THE PROBLEM → Turn the material from its first line through the line with "point(737, 359)" into a Markdown table with the columns Row and Line, numbering each row and leaving out blank lines.

[Records in a dataset]
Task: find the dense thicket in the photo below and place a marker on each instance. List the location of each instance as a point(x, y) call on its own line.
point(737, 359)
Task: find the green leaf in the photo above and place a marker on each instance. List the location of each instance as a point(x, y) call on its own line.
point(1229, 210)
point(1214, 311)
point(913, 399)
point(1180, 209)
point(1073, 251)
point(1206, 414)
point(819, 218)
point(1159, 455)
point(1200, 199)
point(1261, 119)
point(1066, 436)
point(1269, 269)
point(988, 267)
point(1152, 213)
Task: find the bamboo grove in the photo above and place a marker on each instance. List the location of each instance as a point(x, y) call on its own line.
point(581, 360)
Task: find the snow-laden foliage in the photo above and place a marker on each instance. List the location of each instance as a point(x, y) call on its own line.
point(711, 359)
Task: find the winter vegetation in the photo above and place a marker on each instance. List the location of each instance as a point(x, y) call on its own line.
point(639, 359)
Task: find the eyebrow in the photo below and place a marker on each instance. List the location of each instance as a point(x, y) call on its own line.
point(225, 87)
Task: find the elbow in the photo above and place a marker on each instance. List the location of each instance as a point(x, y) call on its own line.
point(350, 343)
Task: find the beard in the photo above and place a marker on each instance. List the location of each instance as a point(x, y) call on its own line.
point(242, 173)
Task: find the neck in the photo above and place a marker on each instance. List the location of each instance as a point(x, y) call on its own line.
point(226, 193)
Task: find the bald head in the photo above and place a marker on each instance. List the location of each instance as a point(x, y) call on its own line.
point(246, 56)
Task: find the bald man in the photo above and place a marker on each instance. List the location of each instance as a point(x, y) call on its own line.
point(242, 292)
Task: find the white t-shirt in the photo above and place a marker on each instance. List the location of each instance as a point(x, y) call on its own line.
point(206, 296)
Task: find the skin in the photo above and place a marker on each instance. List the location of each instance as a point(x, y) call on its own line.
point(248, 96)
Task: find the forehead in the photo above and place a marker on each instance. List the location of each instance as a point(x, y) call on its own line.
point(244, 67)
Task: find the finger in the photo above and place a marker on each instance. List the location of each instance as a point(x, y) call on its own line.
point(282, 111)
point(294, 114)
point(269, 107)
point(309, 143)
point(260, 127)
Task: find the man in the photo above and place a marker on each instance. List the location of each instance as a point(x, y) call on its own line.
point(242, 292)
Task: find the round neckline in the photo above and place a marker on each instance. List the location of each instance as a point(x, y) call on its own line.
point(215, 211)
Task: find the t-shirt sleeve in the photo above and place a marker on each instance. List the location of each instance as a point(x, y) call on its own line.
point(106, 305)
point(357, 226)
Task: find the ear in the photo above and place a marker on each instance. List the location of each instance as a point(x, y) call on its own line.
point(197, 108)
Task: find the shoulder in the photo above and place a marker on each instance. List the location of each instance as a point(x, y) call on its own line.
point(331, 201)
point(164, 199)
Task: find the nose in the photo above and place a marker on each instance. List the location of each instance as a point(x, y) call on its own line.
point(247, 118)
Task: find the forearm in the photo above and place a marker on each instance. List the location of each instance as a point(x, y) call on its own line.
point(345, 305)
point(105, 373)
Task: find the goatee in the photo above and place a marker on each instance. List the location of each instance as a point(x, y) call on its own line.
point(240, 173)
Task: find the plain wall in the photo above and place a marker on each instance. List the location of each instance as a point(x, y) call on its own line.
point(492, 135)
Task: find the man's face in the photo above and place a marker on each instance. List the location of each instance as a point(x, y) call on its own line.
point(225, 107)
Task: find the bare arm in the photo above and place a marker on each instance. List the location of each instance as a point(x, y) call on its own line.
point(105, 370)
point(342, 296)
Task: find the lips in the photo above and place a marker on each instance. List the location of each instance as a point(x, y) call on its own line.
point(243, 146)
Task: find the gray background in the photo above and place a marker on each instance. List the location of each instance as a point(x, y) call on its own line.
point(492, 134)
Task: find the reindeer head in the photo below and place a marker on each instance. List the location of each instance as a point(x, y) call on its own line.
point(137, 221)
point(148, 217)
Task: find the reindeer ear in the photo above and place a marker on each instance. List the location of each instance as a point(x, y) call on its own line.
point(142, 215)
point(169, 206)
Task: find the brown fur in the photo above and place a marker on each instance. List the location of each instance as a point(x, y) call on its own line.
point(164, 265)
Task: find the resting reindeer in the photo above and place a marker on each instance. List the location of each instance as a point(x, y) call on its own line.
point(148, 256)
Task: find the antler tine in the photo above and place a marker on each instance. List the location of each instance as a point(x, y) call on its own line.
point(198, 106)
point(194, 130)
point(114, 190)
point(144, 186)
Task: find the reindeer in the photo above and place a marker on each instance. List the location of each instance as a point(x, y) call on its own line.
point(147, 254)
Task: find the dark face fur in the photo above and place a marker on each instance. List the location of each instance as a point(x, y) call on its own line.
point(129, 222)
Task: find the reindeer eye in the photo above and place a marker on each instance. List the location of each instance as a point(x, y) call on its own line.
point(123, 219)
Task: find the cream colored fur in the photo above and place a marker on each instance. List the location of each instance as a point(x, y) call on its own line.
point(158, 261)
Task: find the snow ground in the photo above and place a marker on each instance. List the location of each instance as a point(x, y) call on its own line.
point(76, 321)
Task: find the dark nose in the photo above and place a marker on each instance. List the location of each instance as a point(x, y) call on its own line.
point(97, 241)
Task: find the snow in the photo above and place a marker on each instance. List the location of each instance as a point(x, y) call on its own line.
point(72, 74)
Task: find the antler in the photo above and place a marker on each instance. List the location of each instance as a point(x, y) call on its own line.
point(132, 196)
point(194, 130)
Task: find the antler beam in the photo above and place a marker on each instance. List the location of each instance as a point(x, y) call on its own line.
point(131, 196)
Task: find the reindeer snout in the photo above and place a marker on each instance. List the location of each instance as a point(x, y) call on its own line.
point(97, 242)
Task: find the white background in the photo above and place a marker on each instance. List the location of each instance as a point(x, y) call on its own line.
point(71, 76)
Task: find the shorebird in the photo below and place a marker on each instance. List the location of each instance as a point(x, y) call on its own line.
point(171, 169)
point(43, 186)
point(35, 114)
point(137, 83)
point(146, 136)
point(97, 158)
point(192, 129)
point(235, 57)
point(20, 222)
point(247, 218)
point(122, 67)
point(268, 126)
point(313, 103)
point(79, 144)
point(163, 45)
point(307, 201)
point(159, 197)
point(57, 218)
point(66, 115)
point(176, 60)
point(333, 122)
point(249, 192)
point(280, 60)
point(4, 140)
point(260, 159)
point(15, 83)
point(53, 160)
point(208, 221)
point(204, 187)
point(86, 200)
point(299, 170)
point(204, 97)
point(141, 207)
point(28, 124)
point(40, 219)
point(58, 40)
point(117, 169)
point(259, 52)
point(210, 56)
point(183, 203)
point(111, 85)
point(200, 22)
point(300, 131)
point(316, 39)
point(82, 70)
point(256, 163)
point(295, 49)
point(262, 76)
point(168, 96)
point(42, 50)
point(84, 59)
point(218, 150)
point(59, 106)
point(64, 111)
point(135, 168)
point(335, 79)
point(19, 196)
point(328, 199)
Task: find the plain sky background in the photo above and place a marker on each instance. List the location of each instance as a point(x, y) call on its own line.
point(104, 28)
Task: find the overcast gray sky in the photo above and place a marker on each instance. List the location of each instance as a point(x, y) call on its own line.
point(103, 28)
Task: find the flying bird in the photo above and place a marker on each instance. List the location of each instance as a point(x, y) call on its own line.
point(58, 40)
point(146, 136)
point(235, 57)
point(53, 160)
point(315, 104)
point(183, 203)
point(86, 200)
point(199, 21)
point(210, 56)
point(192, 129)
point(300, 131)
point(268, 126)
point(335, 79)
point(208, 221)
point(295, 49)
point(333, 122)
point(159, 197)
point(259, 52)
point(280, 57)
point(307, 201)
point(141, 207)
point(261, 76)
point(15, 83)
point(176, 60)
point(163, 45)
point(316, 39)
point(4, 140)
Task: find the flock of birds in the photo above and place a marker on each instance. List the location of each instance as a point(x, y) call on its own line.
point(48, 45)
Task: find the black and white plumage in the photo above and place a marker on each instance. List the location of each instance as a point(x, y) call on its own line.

WRITTEN SOLUTION →
| Row | Line |
|---|---|
| 1 | Task: find the dense thicket in the photo below and place a marker on each instance. List the location of each instance as a point(x, y) call on its own line. |
| 2 | point(737, 359) |